• _TUGAS WAJIB A_
Cetak ulang bagian teks tafsir Surat Al An'am ayat 101 dari "ٱللَّهُ ٱلَّذِی خَلَقَ" sampai "menciptakannya dalam sekejap." tanpa mengubah apa pun.

• _TEKS SUMBER_
·····

Lompat ke konten Lompat ke sidebar Lompat ke footer

Tafsir Surat Al An'am Ayat 101 dan 103

TAFSIR SURAT AL AN'AM 101

بَدِیعُ ٱلسَّمَـٰوَ ⁠تِ وَٱلۡأَرۡضِۖ أَنَّىٰ یَكُونُ لَهُۥ وَلَدࣱ وَلَمۡ تَكُن لَّهُۥ صَـٰحِبَةࣱۖ وَخَلَقَ كُلَّ شَیۡءࣲۖ وَهُوَ بِكُلِّ شَیۡءٍ عَلِیمࣱ

[Surat Al-An'am 101]


Penjelasan; Ayat ini menjelaskan tentang beberapa sifat Allah ta'ala. 

بَدِیعُ ٱلسَّمَـٰوَ ⁠تِ وَٱلۡأَرۡضِۖ

Ayat ini menjelaskan bahwa di antara nama Allah adalah al Badii', Dzat yang menciptakan makhluk tanpa ada contoh sebelumnya. Allah menciptakan langit sebanyak tujuh buah, demikian juga bumi diciptakan tujuh buah. Ini sesuai dengan firman Allah ta'ala:

ٱللَّهُ ٱلَّذِی خَلَقَ سَبۡعَ سَمَـٰوَ ⁠تࣲ وَمِنَ ٱلۡأَرۡضِ مِثۡلَهُنَّ 

[Surat Ath-Thalaq 12]

Bumi dengan segala isinya, langit dengan segala isinya, serta semua yang berada di antara langit dan bumi diciptakan selama 6 hari, dimulai dari hari Ahad sampai dengan hari Jum'at. Manusia adalah jenis makhluk yang terakhir diciptakan, yaitu pada hari Jum'at setelah Ashar. Ini sesuai dengan firman Allah ta'ala:

وَهُوَ ٱلَّذِی خَلَقَ ٱلسَّمَـٰوَ ⁠تِ وَٱلۡأَرۡضَ فِی سِتَّةِ أَیَّامࣲ

[Surat Hud 7]

Hikmah diciptakannya alam semesta dalam 6 hari adalah untuk mengajarkan taanni (perlahan-lahan/tidak tergesa-gesa) dalam segala sesuatu. Karena jika Allah berkehendak maka mudah bagi Allah untuk menciptakannya dalam sekejap.

·····

• _BAHAN LATIHAN_
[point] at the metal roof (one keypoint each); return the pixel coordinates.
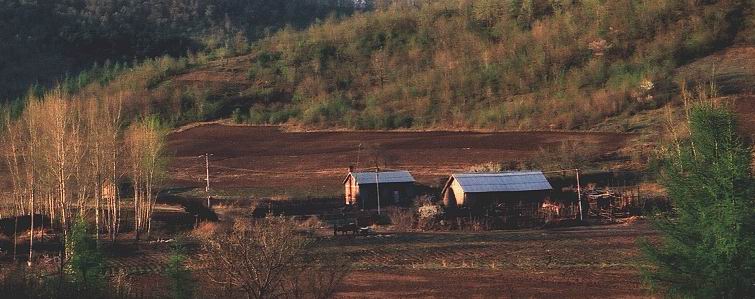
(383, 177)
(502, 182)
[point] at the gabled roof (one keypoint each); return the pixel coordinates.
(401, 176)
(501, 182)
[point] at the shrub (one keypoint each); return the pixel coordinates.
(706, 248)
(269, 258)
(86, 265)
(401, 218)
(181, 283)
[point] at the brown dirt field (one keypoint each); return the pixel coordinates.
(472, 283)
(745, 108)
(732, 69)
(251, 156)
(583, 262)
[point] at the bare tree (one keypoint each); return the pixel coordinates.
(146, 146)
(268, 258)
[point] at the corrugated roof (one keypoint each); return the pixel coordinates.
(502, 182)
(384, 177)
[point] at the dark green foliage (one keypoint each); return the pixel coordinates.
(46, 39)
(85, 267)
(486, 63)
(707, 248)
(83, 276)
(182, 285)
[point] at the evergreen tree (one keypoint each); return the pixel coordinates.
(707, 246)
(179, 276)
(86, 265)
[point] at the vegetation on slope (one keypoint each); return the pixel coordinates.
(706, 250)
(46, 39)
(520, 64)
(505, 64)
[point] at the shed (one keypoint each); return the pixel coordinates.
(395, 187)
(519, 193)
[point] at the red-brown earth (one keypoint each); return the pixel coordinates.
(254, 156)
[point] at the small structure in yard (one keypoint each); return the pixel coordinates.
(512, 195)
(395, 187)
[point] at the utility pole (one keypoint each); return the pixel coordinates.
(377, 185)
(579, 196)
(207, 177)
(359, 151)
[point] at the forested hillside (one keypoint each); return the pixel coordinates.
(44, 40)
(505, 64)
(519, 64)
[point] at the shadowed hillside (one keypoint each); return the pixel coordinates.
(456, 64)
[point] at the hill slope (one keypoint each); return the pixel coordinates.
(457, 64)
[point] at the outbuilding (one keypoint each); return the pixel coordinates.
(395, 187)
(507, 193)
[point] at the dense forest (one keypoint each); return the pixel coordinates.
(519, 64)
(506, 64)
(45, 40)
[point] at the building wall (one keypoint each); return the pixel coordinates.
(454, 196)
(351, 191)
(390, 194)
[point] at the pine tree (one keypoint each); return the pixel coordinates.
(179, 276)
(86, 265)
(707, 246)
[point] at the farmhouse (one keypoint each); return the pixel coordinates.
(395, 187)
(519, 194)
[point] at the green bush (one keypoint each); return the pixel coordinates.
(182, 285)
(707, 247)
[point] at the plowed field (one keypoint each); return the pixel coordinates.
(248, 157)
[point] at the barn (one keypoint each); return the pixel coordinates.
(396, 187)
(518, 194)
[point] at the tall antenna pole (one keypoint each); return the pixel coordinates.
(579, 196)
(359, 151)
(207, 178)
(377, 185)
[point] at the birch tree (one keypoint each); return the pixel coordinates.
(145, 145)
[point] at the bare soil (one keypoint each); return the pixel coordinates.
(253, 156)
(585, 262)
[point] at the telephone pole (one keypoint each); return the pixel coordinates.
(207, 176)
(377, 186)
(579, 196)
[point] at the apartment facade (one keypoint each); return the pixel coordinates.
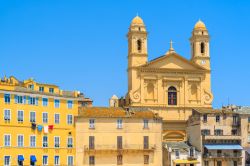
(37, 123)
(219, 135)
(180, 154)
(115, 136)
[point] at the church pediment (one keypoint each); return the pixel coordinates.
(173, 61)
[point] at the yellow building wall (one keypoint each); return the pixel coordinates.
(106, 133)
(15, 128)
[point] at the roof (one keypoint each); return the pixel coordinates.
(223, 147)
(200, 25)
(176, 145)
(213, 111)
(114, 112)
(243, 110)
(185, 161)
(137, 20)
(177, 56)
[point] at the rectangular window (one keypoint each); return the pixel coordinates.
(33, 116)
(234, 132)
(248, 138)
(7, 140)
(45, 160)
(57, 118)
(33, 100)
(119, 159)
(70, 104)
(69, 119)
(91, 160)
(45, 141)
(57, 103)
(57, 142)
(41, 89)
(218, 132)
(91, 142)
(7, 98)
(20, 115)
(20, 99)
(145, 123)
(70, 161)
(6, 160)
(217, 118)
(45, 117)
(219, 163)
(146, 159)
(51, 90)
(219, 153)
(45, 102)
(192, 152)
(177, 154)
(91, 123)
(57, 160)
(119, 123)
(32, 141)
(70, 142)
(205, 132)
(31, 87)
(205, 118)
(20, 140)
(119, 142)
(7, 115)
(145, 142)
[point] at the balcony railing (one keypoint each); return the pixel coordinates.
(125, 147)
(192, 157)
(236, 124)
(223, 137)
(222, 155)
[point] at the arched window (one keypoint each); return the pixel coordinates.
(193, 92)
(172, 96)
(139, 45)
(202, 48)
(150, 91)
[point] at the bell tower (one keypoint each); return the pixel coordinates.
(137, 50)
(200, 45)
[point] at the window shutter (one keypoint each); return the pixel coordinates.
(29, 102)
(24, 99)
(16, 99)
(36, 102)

·····

• _TUGAS WAJIB B_
Laporkan setiap baris catatan yang memuat kata "window", dengan memperhatikan huruf besar dan kecil.

• _JAWABAN BENAR A_
ٱللَّهُ ٱلَّذِی خَلَقَ سَبۡعَ سَمَـٰوَ ⁠تࣲ وَمِنَ ٱلۡأَرۡضِ مِثۡلَهُنَّ 

[Surat Ath-Thalaq 12]

Bumi dengan segala isinya, langit dengan segala isinya, serta semua yang berada di antara langit dan bumi diciptakan selama 6 hari, dimulai dari hari Ahad sampai dengan hari Jum'at. Manusia adalah jenis makhluk yang terakhir diciptakan, yaitu pada hari Jum'at setelah Ashar. Ini sesuai dengan firman Allah ta'ala:

وَهُوَ ٱلَّذِی خَلَقَ ٱلسَّمَـٰوَ ⁠تِ وَٱلۡأَرۡضَ فِی سِتَّةِ أَیَّامࣲ

[Surat Hud 7]

Hikmah diciptakannya alam semesta dalam 6 hari adalah untuk mengajarkan taanni (perlahan-lahan/tidak tergesa-gesa) dalam segala sesuatu. Karena jika Allah berkehendak maka mudah bagi Allah untuk menciptakannya dalam sekejap.

• _JAWABAN BENAR B_
[point] at the rectangular window (one keypoint each); return the pixel coordinates.
[point] at the arched window (one keypoint each); return the pixel coordinates.
[point] at the window shutter (one keypoint each); return the pixel coordinates.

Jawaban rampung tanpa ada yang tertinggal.